Exercise: State how many lines of the data below contain the string "snowboarder". Reply with the number alone.

┌──

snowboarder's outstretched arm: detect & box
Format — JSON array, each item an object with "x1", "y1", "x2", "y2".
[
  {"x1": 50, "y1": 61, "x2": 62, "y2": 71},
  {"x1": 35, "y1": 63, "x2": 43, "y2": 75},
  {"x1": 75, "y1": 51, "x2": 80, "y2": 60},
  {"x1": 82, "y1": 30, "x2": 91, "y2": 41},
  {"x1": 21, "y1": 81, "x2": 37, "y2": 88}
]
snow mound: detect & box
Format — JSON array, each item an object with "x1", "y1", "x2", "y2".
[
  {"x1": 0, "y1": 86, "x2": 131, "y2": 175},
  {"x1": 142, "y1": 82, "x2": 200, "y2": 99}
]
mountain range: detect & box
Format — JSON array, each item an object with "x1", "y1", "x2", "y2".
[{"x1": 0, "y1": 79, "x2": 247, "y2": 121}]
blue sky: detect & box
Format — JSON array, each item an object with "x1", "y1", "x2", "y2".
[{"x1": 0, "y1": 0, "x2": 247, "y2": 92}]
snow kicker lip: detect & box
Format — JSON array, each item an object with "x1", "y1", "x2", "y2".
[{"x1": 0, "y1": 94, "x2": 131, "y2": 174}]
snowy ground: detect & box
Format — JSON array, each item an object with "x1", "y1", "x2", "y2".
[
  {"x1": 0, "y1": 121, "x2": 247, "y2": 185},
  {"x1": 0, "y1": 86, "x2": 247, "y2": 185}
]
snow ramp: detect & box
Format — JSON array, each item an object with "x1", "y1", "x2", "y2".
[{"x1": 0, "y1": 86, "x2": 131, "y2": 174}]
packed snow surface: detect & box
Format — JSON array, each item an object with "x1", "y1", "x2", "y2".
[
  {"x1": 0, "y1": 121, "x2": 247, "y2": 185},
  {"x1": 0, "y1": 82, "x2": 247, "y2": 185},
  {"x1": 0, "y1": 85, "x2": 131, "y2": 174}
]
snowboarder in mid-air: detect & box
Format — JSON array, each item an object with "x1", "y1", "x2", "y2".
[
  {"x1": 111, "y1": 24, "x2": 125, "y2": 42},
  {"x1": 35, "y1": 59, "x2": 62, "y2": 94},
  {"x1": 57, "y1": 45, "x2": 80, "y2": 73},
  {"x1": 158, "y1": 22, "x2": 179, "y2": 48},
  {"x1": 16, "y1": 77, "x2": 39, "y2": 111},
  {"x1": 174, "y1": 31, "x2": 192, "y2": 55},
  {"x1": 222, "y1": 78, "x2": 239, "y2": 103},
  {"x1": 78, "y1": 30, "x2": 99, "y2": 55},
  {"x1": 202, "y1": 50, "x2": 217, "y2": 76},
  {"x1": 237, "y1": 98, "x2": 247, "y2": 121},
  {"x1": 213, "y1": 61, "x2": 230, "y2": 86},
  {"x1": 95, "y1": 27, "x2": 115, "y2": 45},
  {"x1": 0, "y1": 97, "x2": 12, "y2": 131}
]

└──

Exercise result: 2